── Trecho original ──

Diga-se entre parêntesis
que, no 1.º milénio, o título de santo se atribuía com mais facilidade do que
hoje. Todavia, é sintomático que até ao ano 530 todos os legítimos Bispos de
Roma tenham obtido esse título e a partir daí, com Bonifácio II, o tenham
perdido. Até 884, o título ainda aparece com alguma frequência, mas com Estêvão
VI (885-891), o imediato predecessor do Papa Formoso, o título
desaparece, reaparecendo somente em 1049, justamente com o Papa que instituiu o
cardinalato.
No século X e primeira
metade do século XI, a Igreja de Roma atravessou o período obscuro, o do chamado
“século de ferro”. A Cátedra de Pedro, posta à mercê de umas poucas famílias
romanas, ao sabor dos próprios interesses e de amigos, foi ocupada por pessoas
que não estavam à altura. Por isso, Roma deixara de ser o ponto de referência
pastoral e espiritual. Porém, foi nesse período que se deu a reforma de Cluny,
que depressa extrapolou a vida monástica para o tecido eclesial, penetrando
mesmo nalgumas cortes europeias, que se tornaram viveiros de santos e onde se
encontrou força travar a crise que atingira o Papado. A partir de 1046,
assomou no topo da Igreja uma série de Papas, na maioria alemães, criaturas do
Imperador, mas escolhidas para reformar a Igreja de Roma e dar continuidade a essa
reforma. É a “reforma gregoriana” – do nome do maior impulsionador, o Papa
Gregório VII – reforma que se manifesta basicamente em duas frentes: moralidade
do clero e autonomia ante o poder civil.

───
── Conteúdo dos registos ──

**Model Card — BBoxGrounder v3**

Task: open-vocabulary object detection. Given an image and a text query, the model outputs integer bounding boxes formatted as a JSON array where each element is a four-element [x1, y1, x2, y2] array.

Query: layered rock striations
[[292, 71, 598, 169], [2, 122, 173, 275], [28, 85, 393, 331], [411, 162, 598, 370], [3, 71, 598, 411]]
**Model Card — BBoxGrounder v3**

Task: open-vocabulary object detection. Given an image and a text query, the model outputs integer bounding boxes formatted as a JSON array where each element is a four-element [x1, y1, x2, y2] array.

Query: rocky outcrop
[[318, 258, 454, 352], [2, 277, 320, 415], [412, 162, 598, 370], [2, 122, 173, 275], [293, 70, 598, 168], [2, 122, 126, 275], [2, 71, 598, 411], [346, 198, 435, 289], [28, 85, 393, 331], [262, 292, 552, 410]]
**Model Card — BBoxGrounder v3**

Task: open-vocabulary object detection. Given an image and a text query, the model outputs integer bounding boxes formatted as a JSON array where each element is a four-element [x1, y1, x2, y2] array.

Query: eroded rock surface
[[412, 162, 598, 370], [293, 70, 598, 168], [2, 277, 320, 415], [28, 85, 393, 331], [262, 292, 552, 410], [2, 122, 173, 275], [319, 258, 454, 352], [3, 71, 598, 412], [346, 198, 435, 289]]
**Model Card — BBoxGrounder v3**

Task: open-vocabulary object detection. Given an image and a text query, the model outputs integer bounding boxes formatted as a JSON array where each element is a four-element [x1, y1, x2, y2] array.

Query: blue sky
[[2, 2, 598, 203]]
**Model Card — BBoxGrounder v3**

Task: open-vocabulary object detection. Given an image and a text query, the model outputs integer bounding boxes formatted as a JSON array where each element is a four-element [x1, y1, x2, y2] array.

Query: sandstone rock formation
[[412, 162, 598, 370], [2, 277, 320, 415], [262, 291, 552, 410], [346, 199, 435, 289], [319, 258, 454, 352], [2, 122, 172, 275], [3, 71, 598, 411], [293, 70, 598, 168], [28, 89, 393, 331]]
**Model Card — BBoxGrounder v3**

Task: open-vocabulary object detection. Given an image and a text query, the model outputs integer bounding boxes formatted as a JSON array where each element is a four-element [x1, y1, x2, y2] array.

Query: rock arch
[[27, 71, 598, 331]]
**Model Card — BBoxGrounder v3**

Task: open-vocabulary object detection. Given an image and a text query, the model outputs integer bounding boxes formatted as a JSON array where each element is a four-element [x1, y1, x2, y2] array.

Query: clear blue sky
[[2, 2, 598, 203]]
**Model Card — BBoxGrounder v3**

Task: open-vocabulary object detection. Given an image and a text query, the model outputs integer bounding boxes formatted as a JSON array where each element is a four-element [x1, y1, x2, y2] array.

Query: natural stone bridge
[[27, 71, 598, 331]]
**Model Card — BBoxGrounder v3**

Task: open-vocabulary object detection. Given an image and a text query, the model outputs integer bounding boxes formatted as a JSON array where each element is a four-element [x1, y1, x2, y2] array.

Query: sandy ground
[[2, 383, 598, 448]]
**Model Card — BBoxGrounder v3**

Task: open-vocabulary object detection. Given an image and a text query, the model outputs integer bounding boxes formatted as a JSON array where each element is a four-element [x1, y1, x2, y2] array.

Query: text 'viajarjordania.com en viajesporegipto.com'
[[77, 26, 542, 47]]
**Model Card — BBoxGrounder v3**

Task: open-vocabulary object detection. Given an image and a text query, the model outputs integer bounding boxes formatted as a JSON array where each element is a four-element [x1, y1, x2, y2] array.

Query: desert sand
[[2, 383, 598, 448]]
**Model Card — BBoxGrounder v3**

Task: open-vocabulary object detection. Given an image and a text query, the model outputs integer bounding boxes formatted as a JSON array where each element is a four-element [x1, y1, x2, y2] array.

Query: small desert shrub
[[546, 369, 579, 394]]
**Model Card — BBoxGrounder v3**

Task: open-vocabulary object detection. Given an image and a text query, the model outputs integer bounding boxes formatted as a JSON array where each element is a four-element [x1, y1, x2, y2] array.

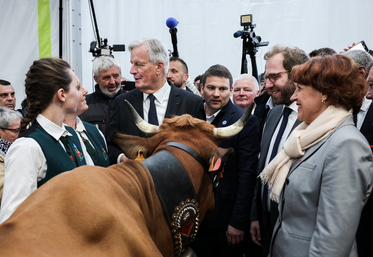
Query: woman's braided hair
[[21, 57, 72, 132]]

───

§ **Instrução**
No trecho sobre os Papas, reescreva a parte que abre com as palavras "Diga-se entre parêntesis" e fecha com "cardinalato.", pondo "epíteto" onde estiver "título".

§ **Resposta escrita**
Diga-se entre parêntesis
que, no 1.º milénio, o epíteto de santo se atribuía com mais facilidade do que
hoje. Todavia, é sintomático que até ao ano 530 todos os legítimos Bispos de
Roma tenham obtido esse epíteto e a partir daí, com Bonifácio II, o tenham
perdido. Até 884, o epíteto ainda aparece com alguma frequência, mas com Estêvão
VI (885-891), o imediato predecessor do Papa Formoso, o epíteto
desaparece, reaparecendo somente em 1049, justamente com o Papa que instituiu o
cardinalato.